* _EXERCISE MATERIAL_
- - - - -

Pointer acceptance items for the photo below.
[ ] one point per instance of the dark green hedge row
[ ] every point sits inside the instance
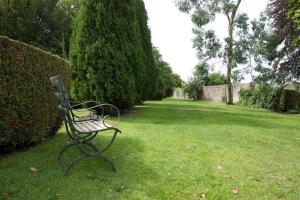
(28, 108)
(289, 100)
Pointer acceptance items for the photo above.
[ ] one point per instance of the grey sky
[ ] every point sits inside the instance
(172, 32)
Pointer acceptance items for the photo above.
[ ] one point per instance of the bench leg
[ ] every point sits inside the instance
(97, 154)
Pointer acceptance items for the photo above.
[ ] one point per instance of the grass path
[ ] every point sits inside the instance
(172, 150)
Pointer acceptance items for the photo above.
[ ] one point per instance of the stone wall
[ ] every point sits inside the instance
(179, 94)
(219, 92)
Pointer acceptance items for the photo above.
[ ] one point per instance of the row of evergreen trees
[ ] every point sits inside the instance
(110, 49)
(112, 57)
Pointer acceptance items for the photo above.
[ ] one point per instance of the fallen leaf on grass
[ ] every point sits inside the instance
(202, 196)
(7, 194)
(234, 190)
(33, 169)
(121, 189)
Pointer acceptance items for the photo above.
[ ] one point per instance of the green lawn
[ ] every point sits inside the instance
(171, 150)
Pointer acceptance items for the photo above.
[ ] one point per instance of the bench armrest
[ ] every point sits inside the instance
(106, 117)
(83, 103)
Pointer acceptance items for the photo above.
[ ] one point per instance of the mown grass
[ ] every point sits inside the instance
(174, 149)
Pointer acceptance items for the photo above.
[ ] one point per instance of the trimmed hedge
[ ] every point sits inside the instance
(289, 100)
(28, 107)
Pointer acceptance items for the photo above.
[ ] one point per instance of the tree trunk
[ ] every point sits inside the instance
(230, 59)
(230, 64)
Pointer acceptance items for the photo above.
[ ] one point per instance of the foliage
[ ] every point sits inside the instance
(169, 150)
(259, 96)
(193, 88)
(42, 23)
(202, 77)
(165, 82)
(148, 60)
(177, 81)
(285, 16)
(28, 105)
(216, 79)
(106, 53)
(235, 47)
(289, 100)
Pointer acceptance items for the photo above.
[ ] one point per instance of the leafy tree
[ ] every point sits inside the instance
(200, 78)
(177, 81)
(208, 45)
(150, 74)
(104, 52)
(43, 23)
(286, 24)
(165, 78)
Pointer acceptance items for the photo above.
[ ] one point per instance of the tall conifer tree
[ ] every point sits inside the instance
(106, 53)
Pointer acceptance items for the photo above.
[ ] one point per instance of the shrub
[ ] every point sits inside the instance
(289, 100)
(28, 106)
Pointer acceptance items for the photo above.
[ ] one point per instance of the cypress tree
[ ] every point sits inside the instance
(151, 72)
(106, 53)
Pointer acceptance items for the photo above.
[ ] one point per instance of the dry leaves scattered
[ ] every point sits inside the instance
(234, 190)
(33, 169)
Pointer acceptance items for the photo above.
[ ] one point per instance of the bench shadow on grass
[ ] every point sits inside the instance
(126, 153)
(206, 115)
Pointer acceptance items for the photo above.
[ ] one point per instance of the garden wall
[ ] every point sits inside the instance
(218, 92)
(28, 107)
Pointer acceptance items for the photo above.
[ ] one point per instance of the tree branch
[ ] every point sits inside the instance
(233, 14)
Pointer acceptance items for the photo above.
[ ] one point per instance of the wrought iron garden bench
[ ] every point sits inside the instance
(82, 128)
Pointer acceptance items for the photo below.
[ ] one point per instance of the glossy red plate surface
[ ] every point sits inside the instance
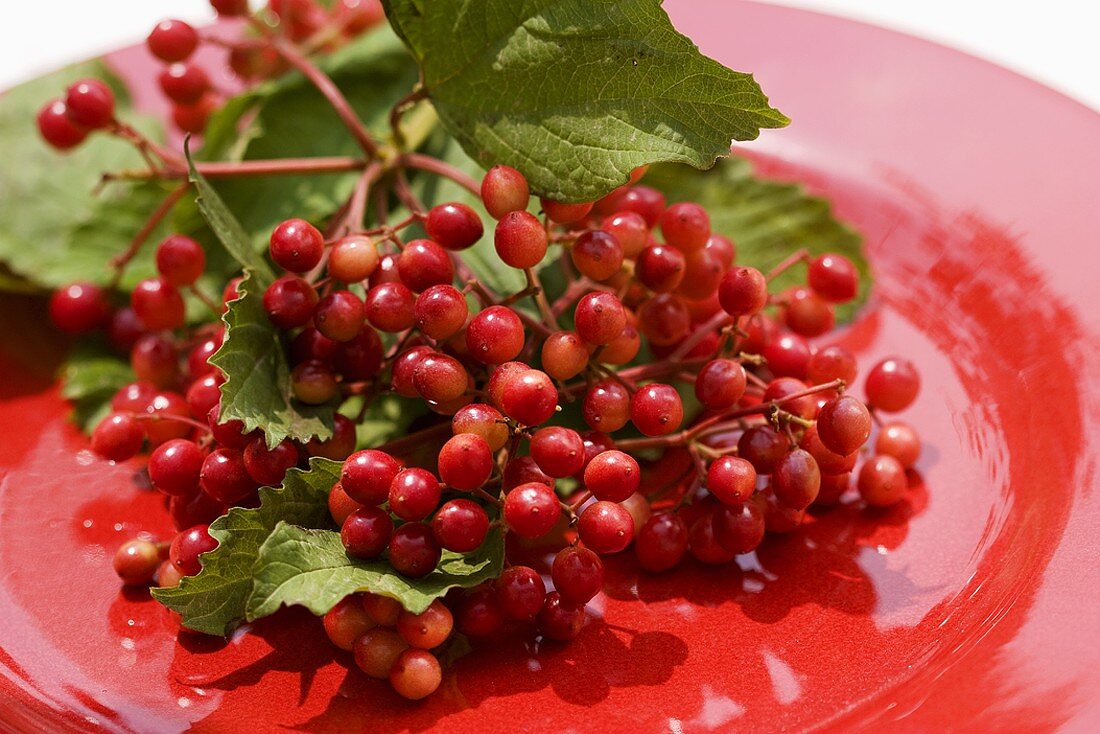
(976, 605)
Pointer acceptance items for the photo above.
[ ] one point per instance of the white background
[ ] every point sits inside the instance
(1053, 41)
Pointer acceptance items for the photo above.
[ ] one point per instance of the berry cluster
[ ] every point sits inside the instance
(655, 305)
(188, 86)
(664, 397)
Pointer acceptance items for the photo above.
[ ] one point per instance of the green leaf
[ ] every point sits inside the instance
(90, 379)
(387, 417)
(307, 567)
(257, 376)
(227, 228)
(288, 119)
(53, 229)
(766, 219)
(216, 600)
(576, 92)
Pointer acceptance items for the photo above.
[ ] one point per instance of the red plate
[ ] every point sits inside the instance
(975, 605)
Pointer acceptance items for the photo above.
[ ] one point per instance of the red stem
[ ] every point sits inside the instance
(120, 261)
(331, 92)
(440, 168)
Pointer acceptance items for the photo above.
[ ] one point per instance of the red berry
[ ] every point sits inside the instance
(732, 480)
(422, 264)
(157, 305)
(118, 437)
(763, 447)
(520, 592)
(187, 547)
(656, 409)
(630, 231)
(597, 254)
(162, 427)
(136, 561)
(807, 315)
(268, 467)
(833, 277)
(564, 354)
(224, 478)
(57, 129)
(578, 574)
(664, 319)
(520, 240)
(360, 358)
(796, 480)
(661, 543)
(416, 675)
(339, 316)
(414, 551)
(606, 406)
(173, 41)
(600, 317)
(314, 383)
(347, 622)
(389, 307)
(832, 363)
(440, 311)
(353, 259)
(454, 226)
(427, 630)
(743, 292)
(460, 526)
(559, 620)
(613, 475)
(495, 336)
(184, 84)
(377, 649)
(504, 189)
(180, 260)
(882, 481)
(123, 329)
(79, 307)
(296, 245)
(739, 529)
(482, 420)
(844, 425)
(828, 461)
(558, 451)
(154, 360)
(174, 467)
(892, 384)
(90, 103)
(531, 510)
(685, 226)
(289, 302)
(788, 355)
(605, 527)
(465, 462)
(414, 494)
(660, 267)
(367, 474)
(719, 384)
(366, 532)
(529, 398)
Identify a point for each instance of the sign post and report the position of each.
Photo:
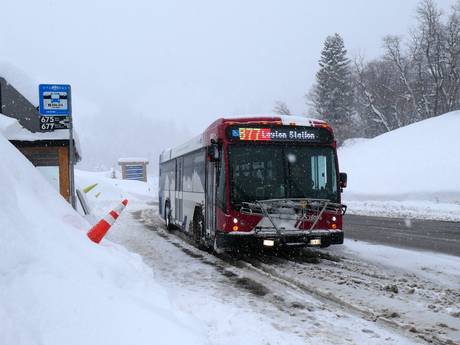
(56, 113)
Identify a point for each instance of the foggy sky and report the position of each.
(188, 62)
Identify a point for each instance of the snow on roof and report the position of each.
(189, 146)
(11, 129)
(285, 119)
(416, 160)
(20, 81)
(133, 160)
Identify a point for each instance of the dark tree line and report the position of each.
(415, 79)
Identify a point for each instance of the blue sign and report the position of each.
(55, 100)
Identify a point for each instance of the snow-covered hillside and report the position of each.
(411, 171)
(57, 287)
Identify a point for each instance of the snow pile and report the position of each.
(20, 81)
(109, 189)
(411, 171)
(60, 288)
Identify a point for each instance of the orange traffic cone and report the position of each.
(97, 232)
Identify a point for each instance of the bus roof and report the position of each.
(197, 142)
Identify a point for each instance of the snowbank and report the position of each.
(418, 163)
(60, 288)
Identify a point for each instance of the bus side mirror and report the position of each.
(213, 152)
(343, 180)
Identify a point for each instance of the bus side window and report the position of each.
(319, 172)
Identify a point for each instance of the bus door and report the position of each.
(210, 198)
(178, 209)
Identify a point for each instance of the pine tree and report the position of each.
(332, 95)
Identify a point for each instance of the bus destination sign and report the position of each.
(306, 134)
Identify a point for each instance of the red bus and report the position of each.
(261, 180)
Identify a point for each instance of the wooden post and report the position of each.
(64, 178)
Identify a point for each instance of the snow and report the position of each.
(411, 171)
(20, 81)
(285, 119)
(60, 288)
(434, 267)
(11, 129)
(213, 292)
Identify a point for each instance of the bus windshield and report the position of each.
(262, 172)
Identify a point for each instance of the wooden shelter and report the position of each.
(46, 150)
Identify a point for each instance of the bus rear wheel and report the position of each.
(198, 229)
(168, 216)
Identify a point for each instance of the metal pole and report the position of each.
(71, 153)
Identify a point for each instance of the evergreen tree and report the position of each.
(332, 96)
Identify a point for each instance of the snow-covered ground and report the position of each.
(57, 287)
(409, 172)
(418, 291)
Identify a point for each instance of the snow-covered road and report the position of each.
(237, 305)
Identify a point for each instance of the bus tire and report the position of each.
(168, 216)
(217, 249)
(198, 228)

- - - - -

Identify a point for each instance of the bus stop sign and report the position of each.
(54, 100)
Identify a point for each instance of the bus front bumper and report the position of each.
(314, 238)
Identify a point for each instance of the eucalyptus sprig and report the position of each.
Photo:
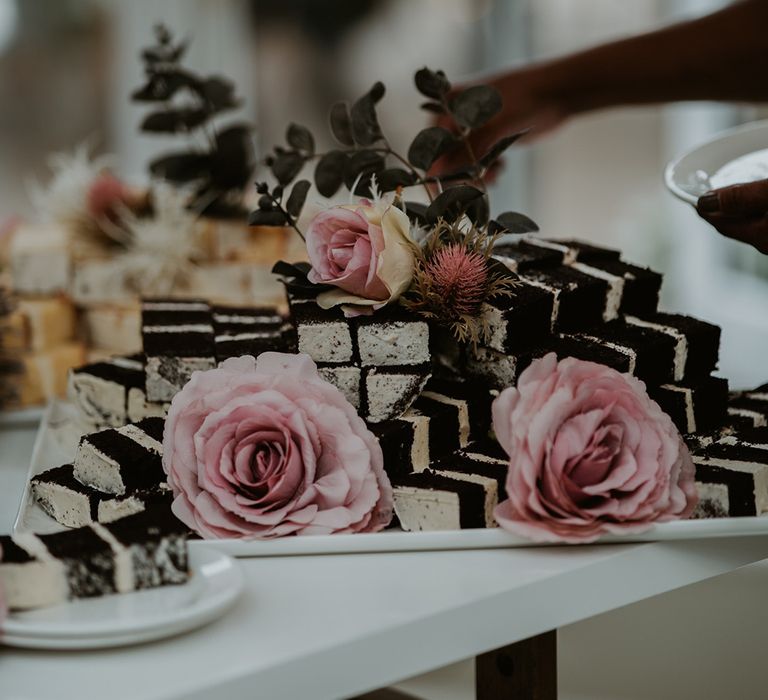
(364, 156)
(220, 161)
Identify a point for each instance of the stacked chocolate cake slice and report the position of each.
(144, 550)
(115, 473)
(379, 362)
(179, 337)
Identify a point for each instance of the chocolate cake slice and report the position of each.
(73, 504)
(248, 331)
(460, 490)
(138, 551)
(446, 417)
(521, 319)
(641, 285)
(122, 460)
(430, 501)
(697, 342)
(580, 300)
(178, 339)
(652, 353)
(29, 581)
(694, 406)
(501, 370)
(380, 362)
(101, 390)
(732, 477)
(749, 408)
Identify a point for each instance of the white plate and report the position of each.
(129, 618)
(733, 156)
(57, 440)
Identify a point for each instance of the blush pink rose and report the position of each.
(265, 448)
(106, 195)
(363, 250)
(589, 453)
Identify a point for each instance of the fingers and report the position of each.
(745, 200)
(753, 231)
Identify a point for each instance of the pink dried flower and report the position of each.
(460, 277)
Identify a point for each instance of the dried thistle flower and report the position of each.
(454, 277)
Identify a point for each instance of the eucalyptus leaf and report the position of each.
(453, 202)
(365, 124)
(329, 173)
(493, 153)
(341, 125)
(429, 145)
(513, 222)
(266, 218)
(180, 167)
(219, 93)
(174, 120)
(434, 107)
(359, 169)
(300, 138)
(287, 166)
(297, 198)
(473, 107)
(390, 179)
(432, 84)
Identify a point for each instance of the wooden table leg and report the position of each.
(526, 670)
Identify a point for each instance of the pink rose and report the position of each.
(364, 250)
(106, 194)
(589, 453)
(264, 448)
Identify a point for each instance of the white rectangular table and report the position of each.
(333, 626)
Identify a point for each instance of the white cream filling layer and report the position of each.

- - - - -

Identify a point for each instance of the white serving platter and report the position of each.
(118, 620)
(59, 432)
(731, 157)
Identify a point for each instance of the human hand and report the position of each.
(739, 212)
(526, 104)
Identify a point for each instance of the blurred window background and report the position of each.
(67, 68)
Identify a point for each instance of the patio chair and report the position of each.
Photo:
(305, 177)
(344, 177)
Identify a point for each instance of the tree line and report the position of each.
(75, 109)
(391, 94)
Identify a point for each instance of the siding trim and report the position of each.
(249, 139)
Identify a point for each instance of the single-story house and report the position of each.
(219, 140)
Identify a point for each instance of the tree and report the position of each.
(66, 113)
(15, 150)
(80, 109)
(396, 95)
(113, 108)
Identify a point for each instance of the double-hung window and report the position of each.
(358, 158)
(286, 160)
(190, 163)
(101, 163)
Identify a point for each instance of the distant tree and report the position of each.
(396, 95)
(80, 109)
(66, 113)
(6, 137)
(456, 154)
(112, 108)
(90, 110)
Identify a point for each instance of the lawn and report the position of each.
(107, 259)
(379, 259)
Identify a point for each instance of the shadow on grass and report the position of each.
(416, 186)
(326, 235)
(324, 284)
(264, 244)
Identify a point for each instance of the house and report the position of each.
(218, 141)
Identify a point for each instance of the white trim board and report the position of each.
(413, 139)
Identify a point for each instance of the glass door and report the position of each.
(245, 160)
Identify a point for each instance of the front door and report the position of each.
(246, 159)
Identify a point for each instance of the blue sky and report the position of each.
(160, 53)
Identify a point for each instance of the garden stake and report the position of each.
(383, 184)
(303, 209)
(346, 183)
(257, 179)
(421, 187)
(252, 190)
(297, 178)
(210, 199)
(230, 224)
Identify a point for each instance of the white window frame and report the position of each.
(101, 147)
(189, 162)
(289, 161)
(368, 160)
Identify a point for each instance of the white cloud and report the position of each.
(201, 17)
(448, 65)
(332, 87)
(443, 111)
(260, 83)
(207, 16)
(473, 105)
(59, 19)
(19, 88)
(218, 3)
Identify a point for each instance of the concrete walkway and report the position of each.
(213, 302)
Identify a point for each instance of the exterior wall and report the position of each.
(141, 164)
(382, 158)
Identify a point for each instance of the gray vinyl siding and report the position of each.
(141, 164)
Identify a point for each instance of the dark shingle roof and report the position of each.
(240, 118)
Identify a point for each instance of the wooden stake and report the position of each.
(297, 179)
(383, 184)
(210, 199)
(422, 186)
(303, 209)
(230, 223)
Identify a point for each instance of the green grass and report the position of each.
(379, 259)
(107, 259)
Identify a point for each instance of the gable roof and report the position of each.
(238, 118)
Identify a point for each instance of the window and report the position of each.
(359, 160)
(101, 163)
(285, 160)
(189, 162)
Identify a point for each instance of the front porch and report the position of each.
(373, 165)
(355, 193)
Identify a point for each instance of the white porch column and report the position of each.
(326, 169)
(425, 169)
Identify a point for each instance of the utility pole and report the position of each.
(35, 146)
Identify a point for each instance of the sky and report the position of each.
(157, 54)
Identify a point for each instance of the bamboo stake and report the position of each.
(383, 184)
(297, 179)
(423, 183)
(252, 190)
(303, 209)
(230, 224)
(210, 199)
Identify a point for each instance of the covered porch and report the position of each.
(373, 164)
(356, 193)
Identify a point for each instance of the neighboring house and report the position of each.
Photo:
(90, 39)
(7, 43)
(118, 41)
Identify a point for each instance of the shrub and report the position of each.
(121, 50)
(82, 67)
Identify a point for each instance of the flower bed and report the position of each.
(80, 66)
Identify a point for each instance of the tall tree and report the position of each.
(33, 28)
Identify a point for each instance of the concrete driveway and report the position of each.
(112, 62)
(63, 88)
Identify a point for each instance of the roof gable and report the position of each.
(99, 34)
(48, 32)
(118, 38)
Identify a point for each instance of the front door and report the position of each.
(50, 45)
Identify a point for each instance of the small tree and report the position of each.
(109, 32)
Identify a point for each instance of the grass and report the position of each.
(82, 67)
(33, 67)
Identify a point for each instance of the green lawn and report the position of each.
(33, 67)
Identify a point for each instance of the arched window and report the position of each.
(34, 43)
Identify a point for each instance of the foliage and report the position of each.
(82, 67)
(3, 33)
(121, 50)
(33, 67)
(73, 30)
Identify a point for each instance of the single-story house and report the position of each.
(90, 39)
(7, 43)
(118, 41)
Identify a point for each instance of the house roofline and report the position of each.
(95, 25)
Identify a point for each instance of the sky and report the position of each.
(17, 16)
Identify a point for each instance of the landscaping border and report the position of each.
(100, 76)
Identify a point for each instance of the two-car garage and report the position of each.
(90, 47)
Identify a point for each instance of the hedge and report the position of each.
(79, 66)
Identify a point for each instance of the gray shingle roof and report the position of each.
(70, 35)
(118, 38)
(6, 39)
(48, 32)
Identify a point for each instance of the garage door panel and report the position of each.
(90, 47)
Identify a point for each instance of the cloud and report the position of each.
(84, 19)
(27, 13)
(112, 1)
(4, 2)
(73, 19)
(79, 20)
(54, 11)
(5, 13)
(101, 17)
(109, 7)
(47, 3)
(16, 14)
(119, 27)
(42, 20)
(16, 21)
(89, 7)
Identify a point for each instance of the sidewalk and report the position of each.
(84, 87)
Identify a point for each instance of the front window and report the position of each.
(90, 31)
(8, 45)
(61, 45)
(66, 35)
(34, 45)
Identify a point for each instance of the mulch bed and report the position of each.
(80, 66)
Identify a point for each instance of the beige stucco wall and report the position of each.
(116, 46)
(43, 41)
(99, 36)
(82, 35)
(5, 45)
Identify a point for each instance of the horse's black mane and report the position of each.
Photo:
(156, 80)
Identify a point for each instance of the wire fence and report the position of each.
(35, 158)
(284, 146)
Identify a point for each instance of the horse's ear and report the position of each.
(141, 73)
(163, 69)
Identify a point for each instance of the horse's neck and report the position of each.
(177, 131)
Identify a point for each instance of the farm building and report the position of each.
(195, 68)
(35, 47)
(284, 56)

- - - - -

* _WRITTEN EXERCISE_
Present the entries from the line containing "Identify a point for each instance of the white rectangular" through the line containing "Identify a point for each instance of the white cream" as a numbered list, omitting any blank lines.

* _ANSWER TO THE EXERCISE_
1. Identify a point for each instance of the white rectangular table and report the position of each.
2. (333, 626)
3. Identify a point for each instance of the white cream filling layer and report the position of each.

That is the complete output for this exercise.